**Instrucción escrita 1**
Selecciona cada línea de las entradas que contenga la cadena "rocky", respetando mayúsculas y minúsculas.

Juan Pablo II Magno ha sido el Pontífice que ha instituido el 2 de febrero, Fiesta de la Presentación del Niño Jesús en el Templo, como el día del religioso, es decir, día de la persona consagrada, de aquella persona, varón o mujer, que ha dedicado totalmente su vida a Dios a través de los tres votos: castidad, pobreza y obediencia. Hay una estrecha relación entre el misterio de la Presentación de Jesús en el Templo y la vida consagrada. Decíamos que eran dos las características principales expresadas en el misterio de la Presentación: la consagración y pertenencia total a Dios, y la entrega en sacrificio para rescatar y redimir a los hombres.

Respecto al primer aspecto, dicen las Constituciones del Instituto del Verbo Encarnado: "La profesión religiosa es una verdadera consagración, por la cual el religioso es algo sagrado, destinado al culto divino, propiedad de [6] Dios".

Respecto al segundo aspecto, dicen las mismas Constituciones: "La profesión religiosa constituye un verdadero holocausto de sí mismo, ya que en virtud de los votos se entrega a Dios todo lo propio, sin reservarse nada: por el voto de castidad, el bien propio del cuerpo; por el voto de pobreza, las cosas exteriores; y los bienes del alma por el voto de obediencia".[7] Y también: "La profesión de los votos equivale en cierto modo al martirio, puesto que el religioso posee la misma voluntad que el mártir: ambos aceptan su muerte a este mundo para unirse plenamente a Cristo y formar parte de su reino: 'aunque falte la ocasión de la persecución, sin embargo la paz tiene su martirio: porque aunque no sometamos a las carnes con el hierro, sin embargo destrozamos en el alma [81 con la espada espiritual a los deseos carnales' (San Gregorio Magno)".

**Entradas extraídas**
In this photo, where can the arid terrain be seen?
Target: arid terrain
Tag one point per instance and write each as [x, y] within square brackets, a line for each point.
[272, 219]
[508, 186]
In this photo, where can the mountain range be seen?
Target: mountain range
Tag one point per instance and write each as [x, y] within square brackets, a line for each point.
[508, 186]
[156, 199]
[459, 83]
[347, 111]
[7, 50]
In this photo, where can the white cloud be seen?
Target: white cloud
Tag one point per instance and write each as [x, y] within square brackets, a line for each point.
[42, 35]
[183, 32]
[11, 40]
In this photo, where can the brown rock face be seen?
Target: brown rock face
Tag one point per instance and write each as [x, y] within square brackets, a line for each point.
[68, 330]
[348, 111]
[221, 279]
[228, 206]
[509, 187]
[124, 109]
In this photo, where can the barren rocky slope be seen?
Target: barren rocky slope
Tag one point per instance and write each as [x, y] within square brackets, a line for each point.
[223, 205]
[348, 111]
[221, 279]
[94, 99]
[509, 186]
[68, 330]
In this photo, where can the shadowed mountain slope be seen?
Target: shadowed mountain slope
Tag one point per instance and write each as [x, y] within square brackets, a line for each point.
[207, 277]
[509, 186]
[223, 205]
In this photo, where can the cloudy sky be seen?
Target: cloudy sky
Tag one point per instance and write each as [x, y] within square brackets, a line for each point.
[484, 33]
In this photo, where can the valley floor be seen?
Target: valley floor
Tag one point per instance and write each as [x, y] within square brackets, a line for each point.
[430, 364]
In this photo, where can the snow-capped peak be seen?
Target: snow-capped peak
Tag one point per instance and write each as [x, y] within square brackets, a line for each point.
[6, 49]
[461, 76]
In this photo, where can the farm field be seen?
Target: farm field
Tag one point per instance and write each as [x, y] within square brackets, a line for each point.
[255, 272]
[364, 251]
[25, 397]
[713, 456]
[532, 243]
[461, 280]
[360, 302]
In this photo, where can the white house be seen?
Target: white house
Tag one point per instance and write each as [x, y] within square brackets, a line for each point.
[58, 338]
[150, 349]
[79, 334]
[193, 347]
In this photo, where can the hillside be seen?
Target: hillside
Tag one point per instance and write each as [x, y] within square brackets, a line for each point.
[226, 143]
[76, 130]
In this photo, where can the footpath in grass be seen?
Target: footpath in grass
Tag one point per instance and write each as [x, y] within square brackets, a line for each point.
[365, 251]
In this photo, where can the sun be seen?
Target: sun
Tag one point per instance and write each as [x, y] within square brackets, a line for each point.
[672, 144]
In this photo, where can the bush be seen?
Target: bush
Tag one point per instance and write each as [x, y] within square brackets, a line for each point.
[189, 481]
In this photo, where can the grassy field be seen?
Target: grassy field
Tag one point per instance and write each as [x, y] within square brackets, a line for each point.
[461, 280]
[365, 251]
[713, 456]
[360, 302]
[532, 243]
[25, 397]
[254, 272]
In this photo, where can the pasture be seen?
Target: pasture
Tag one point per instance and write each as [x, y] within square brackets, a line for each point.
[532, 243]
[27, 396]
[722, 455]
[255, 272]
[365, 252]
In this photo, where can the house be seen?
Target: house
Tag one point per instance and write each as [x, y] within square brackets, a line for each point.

**Instrucción escrita 2**
Según el fragmento sobre la vida consagrada, ¿cuáles son los votos mediante los que el religioso se entrega a Dios? Indica qué se entrega con cada uno.

**Respuesta completa 1**
In this photo, where can the barren rocky slope be seen?
Target: barren rocky slope

**Respuesta completa 2**
- Castidad: el bien propio del cuerpo.
- Pobreza: las cosas exteriores.
- Obediencia: los bienes del alma.